INSTRUCTIONS FOR THE TASK :: In the records below, find the line with "Give every instance of the whitewater" and the line with "Give every instance of the leafy"; return exactly those lines and every line between them.

INFORMATION SHOWN ::

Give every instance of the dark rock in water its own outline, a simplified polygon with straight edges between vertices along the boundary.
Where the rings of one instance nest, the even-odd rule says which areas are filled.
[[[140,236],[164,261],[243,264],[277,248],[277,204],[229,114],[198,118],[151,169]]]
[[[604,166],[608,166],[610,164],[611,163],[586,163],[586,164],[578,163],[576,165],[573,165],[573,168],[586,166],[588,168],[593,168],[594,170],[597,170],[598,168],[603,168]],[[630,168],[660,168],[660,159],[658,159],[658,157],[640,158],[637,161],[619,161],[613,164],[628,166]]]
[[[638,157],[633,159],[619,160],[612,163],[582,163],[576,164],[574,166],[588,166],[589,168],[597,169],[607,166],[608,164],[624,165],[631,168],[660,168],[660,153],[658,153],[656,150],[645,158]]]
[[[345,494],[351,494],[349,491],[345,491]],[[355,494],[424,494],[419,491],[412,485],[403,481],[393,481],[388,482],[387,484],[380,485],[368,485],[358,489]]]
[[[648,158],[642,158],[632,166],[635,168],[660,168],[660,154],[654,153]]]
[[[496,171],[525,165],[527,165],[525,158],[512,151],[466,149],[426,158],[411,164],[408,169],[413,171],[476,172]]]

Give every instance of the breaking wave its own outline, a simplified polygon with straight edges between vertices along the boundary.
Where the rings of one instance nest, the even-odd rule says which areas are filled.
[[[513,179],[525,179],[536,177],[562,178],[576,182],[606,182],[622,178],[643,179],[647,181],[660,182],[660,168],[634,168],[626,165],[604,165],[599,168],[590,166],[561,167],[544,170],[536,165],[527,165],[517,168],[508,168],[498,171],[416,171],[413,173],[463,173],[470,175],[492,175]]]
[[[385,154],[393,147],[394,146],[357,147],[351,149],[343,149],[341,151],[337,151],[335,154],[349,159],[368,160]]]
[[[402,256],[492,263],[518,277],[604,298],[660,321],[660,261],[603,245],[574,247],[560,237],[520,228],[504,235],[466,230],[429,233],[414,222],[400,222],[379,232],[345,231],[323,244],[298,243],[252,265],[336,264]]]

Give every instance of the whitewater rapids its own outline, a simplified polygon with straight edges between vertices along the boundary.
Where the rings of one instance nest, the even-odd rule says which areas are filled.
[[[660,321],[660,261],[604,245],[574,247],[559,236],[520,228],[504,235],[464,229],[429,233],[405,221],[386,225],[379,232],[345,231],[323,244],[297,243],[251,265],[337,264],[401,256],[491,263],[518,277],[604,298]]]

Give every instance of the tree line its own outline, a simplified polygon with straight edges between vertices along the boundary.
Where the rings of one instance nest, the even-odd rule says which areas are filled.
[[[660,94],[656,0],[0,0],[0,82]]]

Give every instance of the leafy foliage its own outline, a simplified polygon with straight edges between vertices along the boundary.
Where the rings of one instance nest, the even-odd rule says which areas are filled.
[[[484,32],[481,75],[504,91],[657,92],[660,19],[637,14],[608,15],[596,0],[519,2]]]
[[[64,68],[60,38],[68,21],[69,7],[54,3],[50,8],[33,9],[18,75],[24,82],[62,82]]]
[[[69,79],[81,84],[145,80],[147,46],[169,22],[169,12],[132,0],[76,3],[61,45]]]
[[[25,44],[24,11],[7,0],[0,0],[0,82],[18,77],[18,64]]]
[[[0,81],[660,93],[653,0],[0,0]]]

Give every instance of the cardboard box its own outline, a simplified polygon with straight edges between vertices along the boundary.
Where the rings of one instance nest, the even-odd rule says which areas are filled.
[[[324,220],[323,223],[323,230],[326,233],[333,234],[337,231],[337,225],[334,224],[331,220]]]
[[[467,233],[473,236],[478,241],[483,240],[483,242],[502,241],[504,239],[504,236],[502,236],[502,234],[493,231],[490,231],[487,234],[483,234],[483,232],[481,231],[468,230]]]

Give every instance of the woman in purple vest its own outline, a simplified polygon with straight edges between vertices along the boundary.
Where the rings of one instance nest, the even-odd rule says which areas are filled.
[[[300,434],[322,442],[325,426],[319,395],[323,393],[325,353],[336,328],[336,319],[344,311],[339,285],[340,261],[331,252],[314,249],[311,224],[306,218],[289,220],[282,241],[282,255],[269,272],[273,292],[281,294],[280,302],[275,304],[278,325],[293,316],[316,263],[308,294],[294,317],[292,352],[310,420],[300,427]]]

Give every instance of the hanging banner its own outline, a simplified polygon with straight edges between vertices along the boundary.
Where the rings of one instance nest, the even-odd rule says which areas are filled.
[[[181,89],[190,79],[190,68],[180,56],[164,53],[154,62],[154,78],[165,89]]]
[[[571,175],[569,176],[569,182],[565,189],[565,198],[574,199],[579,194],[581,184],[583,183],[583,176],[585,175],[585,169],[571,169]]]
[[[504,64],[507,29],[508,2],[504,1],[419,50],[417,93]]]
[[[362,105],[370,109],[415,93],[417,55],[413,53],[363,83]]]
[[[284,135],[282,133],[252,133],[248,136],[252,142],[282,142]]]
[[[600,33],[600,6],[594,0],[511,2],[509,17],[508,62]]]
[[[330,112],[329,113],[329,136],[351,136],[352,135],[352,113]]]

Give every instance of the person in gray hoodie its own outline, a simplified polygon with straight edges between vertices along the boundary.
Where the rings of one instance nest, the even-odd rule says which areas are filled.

* * *

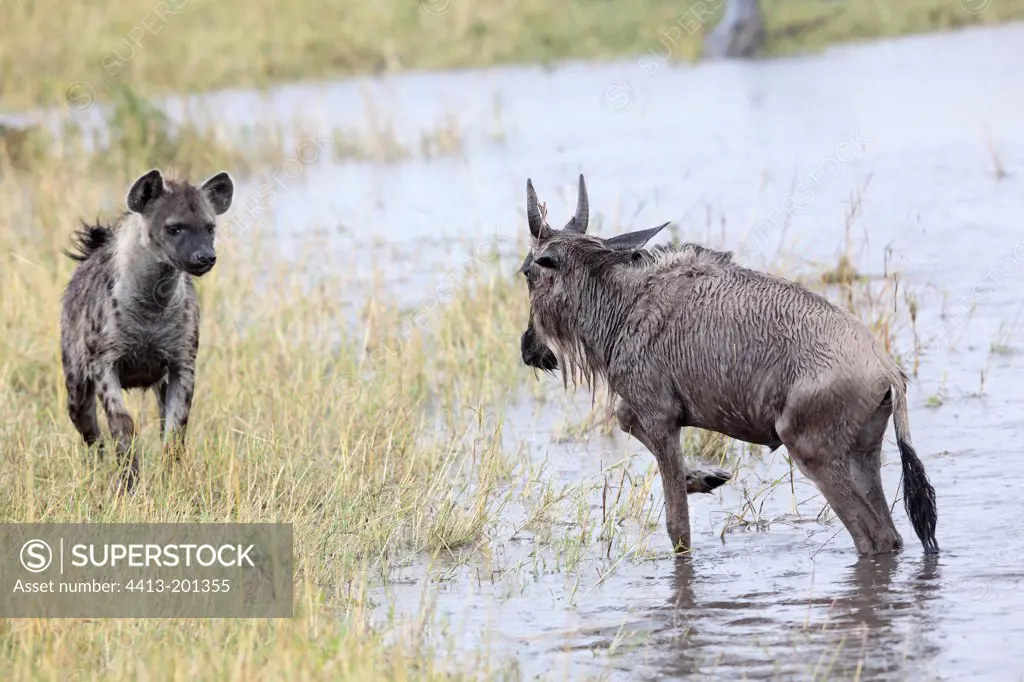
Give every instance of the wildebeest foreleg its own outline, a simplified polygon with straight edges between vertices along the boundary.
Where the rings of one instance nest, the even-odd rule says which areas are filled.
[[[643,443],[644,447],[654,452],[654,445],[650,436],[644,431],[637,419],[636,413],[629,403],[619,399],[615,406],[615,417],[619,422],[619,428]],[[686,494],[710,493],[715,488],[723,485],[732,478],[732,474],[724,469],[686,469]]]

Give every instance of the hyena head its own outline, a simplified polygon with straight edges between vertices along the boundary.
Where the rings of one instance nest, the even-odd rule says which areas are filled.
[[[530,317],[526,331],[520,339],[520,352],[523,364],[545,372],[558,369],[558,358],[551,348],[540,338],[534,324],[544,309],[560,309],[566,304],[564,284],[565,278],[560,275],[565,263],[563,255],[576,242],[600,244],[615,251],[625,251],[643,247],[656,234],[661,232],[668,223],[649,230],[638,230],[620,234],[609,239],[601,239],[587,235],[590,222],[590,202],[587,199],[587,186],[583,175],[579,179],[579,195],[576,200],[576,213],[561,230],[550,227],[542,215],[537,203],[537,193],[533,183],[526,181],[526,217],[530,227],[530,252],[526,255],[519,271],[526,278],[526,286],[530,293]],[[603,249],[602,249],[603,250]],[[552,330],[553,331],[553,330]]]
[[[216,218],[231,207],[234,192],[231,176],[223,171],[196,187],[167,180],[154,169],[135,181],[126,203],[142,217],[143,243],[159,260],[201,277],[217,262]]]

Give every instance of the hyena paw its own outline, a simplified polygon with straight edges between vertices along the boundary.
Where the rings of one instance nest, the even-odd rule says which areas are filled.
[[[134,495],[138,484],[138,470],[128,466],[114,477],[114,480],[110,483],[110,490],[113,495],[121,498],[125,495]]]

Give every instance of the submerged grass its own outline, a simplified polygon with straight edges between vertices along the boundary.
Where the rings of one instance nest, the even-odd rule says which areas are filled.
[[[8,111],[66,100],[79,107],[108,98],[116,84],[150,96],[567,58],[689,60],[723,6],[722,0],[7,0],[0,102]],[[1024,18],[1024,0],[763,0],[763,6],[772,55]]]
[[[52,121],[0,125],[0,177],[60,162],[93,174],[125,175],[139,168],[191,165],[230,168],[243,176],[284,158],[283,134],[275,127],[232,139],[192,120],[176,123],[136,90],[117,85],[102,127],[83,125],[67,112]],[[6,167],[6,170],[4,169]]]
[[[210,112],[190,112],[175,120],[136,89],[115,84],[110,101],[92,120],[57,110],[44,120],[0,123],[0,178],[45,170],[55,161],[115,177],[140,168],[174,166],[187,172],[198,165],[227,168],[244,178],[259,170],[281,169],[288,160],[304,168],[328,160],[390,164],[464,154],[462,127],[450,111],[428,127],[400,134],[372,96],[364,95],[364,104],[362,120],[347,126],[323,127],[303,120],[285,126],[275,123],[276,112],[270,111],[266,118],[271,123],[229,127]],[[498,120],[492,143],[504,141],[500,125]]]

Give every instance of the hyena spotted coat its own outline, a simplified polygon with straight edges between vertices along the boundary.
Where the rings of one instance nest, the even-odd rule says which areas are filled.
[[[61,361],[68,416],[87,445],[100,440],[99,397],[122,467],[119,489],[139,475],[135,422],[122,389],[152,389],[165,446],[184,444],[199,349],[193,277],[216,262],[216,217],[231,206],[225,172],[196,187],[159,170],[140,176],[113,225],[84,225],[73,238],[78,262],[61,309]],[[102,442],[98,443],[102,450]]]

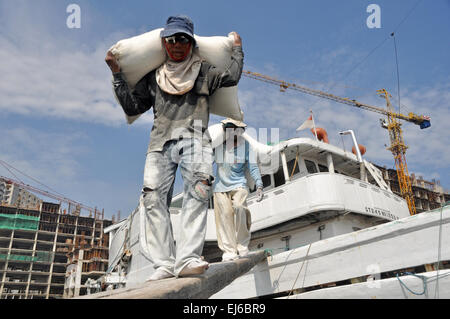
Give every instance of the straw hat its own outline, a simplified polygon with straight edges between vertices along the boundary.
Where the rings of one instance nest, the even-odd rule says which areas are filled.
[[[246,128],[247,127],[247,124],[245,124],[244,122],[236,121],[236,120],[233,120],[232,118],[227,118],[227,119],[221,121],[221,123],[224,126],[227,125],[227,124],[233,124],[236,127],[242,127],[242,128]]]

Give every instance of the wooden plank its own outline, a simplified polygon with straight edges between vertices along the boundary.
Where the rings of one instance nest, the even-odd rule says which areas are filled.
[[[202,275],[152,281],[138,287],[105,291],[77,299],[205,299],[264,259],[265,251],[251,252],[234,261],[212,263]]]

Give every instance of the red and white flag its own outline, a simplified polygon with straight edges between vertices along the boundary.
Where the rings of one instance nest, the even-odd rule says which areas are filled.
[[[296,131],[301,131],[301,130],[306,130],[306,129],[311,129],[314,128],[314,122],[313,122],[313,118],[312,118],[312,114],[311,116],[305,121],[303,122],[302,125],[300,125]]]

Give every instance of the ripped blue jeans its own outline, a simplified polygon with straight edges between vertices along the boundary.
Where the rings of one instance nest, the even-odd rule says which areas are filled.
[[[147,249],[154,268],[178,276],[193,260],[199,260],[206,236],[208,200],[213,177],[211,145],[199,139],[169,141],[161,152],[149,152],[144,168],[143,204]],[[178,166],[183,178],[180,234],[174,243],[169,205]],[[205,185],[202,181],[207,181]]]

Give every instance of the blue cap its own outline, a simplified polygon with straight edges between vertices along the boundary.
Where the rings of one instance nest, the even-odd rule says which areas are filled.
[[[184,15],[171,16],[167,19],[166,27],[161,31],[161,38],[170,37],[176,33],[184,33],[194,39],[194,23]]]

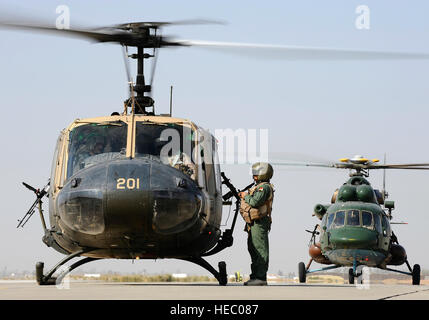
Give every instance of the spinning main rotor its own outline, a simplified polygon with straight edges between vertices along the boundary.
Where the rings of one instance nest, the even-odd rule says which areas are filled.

RESULT OF THE TASK ::
Give every instance of the whitewater rapids its own outline, a simplified polygon with straight edges between vertices along the boundary.
Where the rings of one instance nest, the even-odd rule says which areas are filled.
[[[660,321],[660,261],[604,245],[574,247],[559,236],[520,228],[504,235],[464,229],[429,233],[405,221],[386,225],[379,232],[345,231],[323,244],[297,243],[251,265],[337,264],[401,256],[491,263],[518,277],[604,298]]]

Give every instance of the tree line its own outline, a simplified polygon with straight edges between vertices along the boundary.
Where the rings of one instance nest, the even-odd rule says which areas are filled.
[[[660,94],[656,0],[0,0],[0,82]]]

Give every instance of the leafy foliage its own outline, a simplified polygon with straight edges between vertices along the boundary.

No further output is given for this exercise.